(Entries for pointing and labeling)
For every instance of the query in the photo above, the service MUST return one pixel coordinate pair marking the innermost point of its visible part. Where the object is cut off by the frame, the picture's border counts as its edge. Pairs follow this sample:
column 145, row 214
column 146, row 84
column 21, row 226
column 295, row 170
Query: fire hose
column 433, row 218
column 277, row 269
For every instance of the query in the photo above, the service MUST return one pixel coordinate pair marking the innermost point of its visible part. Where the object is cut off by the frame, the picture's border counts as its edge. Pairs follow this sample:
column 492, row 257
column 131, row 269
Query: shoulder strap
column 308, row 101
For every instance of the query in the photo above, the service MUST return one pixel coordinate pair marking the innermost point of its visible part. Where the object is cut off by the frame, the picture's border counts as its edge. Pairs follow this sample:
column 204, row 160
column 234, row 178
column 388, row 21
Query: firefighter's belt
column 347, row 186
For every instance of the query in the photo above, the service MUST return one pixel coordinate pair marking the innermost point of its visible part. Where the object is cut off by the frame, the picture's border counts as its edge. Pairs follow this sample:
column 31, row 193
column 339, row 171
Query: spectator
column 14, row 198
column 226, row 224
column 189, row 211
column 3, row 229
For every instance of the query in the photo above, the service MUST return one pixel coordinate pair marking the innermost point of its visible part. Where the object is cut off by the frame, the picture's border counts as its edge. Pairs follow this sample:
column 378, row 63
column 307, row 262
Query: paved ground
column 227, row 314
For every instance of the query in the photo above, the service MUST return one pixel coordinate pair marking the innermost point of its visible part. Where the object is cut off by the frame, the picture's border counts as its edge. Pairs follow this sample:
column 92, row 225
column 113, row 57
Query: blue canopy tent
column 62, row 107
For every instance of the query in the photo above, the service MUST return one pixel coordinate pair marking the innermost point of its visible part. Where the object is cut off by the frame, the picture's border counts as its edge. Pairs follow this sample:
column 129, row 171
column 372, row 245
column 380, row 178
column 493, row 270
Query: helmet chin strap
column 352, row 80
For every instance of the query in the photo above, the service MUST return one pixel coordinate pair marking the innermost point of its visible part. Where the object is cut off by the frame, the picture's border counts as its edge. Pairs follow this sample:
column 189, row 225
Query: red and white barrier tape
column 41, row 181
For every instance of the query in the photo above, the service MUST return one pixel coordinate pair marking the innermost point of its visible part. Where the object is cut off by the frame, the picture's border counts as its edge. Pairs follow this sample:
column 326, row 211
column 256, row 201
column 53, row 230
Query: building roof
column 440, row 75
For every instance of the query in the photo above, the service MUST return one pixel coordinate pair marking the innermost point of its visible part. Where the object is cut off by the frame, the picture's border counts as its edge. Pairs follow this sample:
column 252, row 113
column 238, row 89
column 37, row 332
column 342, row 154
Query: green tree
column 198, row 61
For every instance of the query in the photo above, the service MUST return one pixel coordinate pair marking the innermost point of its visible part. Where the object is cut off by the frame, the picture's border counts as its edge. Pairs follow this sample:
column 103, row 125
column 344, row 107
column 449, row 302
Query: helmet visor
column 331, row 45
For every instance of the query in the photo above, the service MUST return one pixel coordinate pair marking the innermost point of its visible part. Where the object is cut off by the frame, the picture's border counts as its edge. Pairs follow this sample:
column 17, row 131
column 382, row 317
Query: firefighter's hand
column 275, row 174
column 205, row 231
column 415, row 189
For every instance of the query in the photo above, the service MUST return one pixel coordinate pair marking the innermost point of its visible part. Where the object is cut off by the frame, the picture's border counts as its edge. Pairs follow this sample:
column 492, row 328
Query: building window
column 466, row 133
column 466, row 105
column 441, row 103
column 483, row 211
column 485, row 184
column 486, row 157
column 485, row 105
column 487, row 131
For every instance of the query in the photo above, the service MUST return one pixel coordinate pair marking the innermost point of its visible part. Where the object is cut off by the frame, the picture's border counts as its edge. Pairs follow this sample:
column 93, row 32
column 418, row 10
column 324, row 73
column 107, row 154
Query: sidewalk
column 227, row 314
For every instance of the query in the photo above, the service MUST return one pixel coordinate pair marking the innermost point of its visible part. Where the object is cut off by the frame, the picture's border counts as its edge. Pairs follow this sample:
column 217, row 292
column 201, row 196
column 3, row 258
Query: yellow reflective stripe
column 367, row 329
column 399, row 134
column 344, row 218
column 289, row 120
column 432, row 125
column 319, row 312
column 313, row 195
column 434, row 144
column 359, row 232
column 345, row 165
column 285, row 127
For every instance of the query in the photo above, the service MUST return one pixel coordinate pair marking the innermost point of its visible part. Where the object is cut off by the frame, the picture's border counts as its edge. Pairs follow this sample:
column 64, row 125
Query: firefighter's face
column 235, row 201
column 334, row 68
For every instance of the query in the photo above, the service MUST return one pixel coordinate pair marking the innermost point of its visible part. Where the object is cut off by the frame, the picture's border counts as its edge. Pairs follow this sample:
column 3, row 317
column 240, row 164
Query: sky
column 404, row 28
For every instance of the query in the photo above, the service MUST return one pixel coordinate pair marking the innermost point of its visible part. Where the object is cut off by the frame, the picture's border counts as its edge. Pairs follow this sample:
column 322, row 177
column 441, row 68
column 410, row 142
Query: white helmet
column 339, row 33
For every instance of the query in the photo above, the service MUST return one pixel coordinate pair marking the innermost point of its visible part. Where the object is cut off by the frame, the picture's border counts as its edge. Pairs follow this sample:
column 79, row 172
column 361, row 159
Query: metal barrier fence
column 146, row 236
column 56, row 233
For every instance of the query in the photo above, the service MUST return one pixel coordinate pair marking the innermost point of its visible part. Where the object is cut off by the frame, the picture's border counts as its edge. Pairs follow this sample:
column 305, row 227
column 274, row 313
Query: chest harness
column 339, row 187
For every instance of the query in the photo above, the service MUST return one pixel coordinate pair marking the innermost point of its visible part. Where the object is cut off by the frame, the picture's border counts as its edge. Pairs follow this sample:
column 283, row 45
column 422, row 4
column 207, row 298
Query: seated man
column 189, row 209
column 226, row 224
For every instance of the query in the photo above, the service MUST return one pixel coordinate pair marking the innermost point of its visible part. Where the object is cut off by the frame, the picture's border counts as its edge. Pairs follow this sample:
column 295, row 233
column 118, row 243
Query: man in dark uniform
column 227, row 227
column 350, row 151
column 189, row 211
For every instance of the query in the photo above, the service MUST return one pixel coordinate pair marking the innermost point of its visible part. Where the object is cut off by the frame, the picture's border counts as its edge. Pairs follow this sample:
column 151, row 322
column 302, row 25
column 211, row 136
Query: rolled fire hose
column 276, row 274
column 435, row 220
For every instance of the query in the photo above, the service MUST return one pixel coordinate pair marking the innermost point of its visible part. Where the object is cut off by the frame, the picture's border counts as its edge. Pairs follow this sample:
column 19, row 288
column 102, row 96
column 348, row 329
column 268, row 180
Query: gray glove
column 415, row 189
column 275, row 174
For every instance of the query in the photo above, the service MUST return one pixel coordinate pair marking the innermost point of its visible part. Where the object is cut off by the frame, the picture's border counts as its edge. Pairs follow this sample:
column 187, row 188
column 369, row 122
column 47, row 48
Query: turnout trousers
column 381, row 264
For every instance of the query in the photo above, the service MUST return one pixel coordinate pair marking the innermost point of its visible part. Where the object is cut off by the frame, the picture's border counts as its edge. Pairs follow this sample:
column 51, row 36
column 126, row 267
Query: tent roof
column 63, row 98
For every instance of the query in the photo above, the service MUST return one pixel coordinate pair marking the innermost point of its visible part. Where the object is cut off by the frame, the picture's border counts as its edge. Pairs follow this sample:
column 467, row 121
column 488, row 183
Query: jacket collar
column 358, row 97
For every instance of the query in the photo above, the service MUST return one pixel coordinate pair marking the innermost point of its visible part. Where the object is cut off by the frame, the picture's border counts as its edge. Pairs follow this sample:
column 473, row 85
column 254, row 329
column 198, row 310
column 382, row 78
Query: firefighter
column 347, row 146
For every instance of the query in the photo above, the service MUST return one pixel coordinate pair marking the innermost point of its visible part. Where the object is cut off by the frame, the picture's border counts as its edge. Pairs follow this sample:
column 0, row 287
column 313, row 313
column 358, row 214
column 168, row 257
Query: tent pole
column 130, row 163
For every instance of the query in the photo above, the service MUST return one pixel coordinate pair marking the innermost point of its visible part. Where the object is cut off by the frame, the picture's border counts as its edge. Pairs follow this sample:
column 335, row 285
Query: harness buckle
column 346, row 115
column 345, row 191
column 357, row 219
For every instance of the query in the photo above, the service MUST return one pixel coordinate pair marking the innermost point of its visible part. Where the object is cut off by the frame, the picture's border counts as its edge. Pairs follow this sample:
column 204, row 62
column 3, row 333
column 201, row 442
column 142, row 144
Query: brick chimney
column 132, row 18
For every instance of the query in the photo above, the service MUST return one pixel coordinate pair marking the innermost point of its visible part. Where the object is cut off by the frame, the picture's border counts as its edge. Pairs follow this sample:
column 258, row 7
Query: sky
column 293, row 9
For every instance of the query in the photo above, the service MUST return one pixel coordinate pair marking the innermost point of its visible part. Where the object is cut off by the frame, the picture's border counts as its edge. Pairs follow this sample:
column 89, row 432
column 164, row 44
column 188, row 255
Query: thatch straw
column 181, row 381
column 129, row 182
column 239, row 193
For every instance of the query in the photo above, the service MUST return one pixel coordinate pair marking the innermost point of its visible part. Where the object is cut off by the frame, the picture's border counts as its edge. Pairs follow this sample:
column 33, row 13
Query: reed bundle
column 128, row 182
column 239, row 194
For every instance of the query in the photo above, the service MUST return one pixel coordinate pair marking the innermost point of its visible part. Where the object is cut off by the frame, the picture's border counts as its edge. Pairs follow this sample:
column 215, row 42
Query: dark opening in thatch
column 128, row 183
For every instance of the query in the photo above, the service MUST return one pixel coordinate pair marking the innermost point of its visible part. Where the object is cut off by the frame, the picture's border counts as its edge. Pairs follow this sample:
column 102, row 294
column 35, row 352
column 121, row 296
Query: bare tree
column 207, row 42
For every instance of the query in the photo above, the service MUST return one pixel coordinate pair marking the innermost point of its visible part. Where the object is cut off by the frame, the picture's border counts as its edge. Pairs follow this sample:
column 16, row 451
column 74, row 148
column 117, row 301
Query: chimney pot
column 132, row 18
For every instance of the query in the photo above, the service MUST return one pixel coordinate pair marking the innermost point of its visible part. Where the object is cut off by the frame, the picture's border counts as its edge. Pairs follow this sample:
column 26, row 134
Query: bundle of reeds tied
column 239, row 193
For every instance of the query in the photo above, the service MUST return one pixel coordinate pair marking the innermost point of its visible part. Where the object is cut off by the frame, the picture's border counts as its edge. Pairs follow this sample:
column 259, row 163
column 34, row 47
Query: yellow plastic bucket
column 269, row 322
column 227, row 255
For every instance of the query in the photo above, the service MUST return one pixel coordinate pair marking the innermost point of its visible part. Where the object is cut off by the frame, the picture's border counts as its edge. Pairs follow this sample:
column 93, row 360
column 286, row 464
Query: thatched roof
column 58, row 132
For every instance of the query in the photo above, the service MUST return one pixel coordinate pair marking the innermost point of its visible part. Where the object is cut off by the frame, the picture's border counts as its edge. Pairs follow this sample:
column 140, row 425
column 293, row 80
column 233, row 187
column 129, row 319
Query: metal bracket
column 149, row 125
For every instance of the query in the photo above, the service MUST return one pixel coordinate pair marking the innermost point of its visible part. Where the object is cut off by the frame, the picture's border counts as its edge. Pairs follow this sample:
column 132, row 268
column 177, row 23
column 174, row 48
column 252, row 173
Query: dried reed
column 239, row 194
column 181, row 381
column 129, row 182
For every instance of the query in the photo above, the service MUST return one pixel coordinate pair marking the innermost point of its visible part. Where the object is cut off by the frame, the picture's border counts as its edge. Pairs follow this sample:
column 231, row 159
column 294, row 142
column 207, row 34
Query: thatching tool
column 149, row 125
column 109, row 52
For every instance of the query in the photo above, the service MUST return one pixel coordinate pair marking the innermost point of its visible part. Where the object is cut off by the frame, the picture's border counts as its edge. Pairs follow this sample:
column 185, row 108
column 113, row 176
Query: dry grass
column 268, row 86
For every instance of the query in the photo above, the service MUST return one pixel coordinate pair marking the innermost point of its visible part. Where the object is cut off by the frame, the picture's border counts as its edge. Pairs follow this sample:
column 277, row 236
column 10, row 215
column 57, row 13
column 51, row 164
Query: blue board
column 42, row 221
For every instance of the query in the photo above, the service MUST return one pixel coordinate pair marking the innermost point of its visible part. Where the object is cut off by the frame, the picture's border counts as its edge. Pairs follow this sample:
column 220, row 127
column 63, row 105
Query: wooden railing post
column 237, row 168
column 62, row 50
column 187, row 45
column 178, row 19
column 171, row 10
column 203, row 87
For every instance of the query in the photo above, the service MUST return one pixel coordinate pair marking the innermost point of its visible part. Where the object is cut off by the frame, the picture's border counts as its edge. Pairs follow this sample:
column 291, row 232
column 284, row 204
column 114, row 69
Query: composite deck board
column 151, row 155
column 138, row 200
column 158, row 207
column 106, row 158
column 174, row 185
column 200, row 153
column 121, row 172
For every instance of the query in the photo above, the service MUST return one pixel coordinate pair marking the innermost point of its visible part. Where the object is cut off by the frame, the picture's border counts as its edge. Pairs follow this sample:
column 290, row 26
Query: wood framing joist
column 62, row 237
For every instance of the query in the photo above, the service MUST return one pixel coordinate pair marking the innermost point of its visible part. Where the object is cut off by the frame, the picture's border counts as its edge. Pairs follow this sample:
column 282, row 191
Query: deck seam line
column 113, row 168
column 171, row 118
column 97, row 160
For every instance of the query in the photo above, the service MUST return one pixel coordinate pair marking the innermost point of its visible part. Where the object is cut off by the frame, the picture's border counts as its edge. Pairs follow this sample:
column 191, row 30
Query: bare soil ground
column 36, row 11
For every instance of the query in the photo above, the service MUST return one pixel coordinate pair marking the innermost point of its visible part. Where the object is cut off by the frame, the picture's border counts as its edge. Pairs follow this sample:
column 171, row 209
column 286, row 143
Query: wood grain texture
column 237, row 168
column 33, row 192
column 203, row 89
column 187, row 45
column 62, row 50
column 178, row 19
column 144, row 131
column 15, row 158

GIVEN INSTRUCTION: From the items above, pull out every line that contains the word "deck", matching case exactly.

CORRECT OUTPUT:
Query: composite deck board
Query: deck seam line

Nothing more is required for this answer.